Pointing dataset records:

┌──

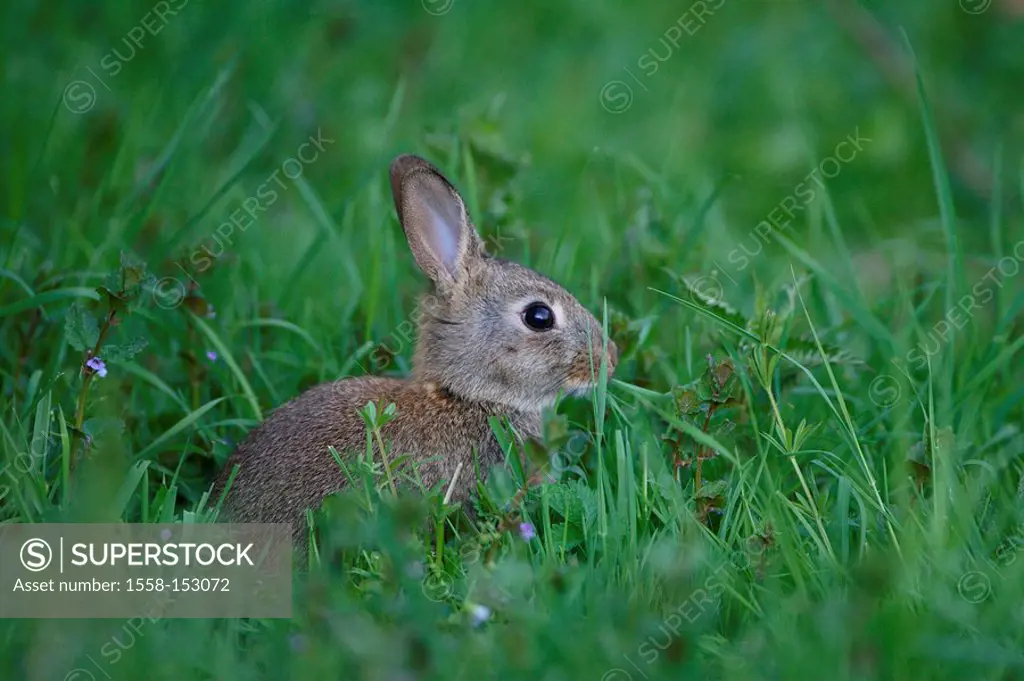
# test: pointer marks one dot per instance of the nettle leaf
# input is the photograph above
(81, 328)
(132, 272)
(573, 501)
(125, 351)
(686, 397)
(122, 287)
(705, 296)
(713, 490)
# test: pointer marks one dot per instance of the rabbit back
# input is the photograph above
(285, 465)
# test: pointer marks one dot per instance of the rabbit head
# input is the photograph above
(491, 331)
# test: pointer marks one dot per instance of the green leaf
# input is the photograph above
(123, 352)
(81, 328)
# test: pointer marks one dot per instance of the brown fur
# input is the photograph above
(474, 358)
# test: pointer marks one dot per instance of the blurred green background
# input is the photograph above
(617, 147)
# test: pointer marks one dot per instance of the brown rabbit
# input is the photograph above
(495, 339)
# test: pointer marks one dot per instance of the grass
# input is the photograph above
(807, 464)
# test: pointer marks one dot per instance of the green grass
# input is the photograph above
(857, 510)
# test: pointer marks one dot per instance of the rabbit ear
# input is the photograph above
(434, 219)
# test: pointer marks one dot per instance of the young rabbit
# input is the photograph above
(495, 339)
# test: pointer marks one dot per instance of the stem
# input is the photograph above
(387, 467)
(87, 380)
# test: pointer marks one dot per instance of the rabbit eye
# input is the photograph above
(539, 316)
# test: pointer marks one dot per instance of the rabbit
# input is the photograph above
(494, 339)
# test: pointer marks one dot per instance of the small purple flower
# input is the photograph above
(98, 366)
(478, 614)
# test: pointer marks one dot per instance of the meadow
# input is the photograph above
(800, 221)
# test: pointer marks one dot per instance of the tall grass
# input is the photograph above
(808, 466)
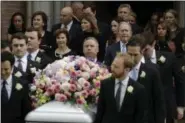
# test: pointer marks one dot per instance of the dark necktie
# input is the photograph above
(118, 96)
(29, 57)
(20, 64)
(4, 93)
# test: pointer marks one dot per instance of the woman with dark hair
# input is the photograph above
(114, 28)
(39, 22)
(62, 40)
(17, 24)
(176, 33)
(162, 39)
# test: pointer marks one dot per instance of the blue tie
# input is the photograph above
(134, 74)
(4, 93)
(124, 50)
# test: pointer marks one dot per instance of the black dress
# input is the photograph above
(47, 43)
(57, 56)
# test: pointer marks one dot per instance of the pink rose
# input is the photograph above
(68, 94)
(93, 92)
(63, 98)
(80, 101)
(72, 87)
(57, 97)
(86, 85)
(85, 93)
(97, 84)
(57, 88)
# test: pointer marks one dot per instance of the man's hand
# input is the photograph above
(180, 112)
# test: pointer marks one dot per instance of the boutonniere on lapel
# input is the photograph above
(162, 59)
(18, 74)
(38, 59)
(33, 70)
(18, 86)
(143, 74)
(183, 69)
(130, 89)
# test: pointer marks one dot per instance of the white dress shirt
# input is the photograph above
(34, 54)
(123, 89)
(8, 85)
(153, 58)
(68, 26)
(136, 69)
(24, 62)
(123, 47)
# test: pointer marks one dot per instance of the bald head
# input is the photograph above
(66, 15)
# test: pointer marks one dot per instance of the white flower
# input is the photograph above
(33, 70)
(33, 88)
(143, 74)
(130, 89)
(38, 59)
(162, 59)
(18, 86)
(18, 74)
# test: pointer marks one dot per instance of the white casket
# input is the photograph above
(57, 112)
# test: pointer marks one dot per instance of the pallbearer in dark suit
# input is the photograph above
(19, 49)
(125, 33)
(15, 101)
(121, 99)
(34, 53)
(172, 77)
(148, 75)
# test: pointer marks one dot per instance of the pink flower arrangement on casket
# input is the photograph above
(73, 79)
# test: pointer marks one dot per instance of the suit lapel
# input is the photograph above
(12, 95)
(127, 95)
(112, 91)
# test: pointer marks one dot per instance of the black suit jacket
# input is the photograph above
(152, 83)
(44, 59)
(19, 104)
(111, 53)
(133, 106)
(29, 74)
(75, 33)
(173, 81)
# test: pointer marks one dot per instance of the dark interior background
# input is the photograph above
(106, 10)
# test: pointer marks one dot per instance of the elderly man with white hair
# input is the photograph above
(125, 33)
(66, 22)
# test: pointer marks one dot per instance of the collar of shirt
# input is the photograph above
(139, 64)
(122, 45)
(124, 82)
(8, 80)
(34, 54)
(68, 26)
(23, 59)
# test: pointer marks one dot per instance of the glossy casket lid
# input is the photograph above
(57, 112)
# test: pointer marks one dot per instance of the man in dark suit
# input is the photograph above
(172, 78)
(148, 75)
(121, 99)
(15, 101)
(74, 30)
(34, 53)
(19, 49)
(125, 32)
(105, 30)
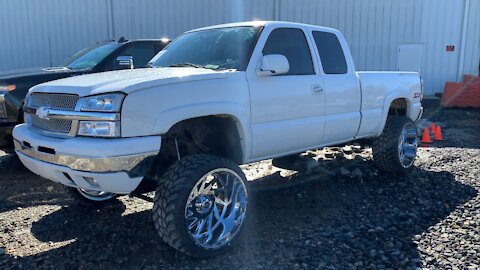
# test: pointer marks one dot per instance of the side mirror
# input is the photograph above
(273, 64)
(124, 62)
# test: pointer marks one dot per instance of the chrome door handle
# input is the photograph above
(317, 90)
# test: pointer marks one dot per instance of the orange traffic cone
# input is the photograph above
(438, 134)
(426, 136)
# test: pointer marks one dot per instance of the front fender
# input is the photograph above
(168, 118)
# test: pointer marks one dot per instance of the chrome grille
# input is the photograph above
(53, 101)
(53, 125)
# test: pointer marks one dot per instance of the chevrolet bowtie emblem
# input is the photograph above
(42, 113)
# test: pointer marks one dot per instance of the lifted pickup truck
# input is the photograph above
(215, 98)
(103, 56)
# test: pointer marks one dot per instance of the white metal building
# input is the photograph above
(441, 38)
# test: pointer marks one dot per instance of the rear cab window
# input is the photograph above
(292, 43)
(330, 52)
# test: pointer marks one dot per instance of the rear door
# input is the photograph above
(341, 86)
(286, 110)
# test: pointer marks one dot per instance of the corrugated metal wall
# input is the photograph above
(45, 32)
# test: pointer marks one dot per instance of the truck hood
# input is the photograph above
(127, 81)
(31, 72)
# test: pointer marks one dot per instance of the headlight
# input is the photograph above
(103, 103)
(6, 88)
(99, 129)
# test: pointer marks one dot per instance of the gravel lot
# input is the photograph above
(337, 211)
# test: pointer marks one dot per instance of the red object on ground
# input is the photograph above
(426, 136)
(462, 94)
(438, 134)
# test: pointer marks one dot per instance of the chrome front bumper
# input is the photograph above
(110, 165)
(83, 163)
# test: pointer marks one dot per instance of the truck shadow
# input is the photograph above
(332, 221)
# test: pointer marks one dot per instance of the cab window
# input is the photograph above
(292, 43)
(331, 53)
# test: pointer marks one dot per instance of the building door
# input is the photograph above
(410, 57)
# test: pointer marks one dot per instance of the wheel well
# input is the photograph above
(398, 107)
(215, 134)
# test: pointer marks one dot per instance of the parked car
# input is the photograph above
(103, 56)
(217, 97)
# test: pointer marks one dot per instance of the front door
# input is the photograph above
(287, 111)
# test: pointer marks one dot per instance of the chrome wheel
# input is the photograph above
(407, 145)
(216, 208)
(94, 195)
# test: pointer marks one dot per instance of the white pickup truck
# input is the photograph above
(213, 99)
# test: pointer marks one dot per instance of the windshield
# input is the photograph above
(90, 57)
(223, 48)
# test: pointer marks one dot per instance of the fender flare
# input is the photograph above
(168, 118)
(386, 106)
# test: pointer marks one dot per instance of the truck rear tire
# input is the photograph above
(200, 205)
(395, 150)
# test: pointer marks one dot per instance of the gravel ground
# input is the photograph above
(335, 211)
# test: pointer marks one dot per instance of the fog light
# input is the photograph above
(99, 129)
(90, 180)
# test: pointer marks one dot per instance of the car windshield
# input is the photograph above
(223, 48)
(90, 57)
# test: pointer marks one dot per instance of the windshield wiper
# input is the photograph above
(186, 64)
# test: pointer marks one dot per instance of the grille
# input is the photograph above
(54, 125)
(54, 101)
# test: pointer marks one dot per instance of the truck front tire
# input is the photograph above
(395, 150)
(200, 205)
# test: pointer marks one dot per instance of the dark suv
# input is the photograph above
(103, 56)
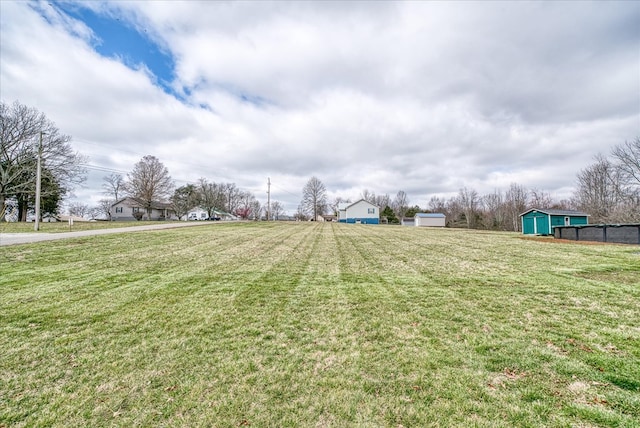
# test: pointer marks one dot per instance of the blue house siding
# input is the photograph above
(542, 222)
(361, 220)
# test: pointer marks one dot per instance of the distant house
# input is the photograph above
(430, 220)
(198, 213)
(126, 209)
(542, 221)
(408, 221)
(360, 212)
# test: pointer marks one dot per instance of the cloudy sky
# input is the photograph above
(425, 97)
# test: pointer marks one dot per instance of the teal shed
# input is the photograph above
(541, 222)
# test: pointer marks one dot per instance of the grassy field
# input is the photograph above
(319, 325)
(57, 227)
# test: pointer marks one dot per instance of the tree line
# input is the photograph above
(608, 190)
(149, 183)
(26, 135)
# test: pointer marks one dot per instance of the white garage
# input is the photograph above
(430, 220)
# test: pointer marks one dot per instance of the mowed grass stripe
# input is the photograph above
(313, 324)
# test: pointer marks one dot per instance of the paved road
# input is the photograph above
(27, 238)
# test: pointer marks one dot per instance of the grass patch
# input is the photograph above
(58, 227)
(311, 324)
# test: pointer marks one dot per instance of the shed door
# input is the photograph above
(528, 227)
(542, 225)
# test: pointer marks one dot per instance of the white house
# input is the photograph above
(198, 213)
(430, 220)
(359, 212)
(128, 208)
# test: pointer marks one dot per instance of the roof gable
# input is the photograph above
(557, 212)
(361, 200)
(430, 215)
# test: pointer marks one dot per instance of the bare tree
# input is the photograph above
(277, 210)
(494, 209)
(515, 201)
(113, 186)
(25, 134)
(104, 208)
(368, 196)
(78, 209)
(627, 156)
(600, 189)
(149, 182)
(335, 205)
(469, 201)
(256, 209)
(400, 204)
(184, 199)
(314, 197)
(382, 200)
(232, 195)
(211, 196)
(540, 199)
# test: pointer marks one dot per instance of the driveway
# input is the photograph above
(28, 238)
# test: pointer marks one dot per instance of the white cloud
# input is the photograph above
(426, 97)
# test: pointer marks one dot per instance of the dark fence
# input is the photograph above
(618, 233)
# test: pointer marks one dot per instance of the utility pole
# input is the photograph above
(36, 226)
(268, 198)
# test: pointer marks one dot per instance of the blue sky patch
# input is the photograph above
(118, 39)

└──

> [What to work on]
Repeat exactly the lines above, starting with the line that contains "# test: pointer marks one dot per instance of the teal" and ending with the last line, both included, and nothing else.

> [Correct output]
# test: pointer marks one dot per instance of the teal shed
# input is the photograph above
(541, 222)
# test: pointer marks one dot per instance of the grassy field
# input is the photograph above
(319, 325)
(57, 227)
# test: pointer marks one dot per instance of the tree line
# input is the photograph above
(608, 190)
(149, 183)
(26, 135)
# test: pointer marks one dot per instance of the white garage
# input is the photograph above
(430, 220)
# test: pointer marks one dot per instance of the mowed grass stripe
# input is the photograph above
(313, 324)
# test: pointer marks one dot per instance of the paved road
# input is the photograph above
(27, 238)
# test: pointer marks one dot per instance of the grass patch
# input is the photograph above
(58, 227)
(311, 324)
# test: pointer marks one dot per instance of the shed door
# input is the photograph above
(528, 227)
(542, 225)
# test: pointer marks one dot per instance of the white house
# input is the photograph above
(198, 213)
(430, 220)
(359, 212)
(128, 208)
# test: pointer marks one dot per instance of the roof gable
# input is the photograph above
(557, 212)
(361, 200)
(430, 215)
# test: pointer marks one dot per instance of the bare tree
# input is the photograph above
(277, 210)
(494, 209)
(515, 201)
(113, 186)
(25, 134)
(104, 208)
(368, 196)
(78, 209)
(627, 156)
(600, 189)
(149, 182)
(335, 205)
(469, 201)
(256, 209)
(400, 204)
(184, 199)
(314, 197)
(382, 200)
(232, 195)
(211, 196)
(540, 199)
# test: pointer marks one dot per instance of the driveway
# input is the photograph above
(28, 238)
# test: pointer marks one dot per instance of the white cloud
# input is the photograph above
(426, 97)
# test: pointer marks one dot per instance of the dark fence
# input is the photograph above
(618, 233)
# test: pointer marks one dot per instance of the utility pole
# input is the photograph above
(36, 226)
(268, 198)
# test: pointer marks one dot per instance of the blue sky patch
# input is the photograph above
(118, 39)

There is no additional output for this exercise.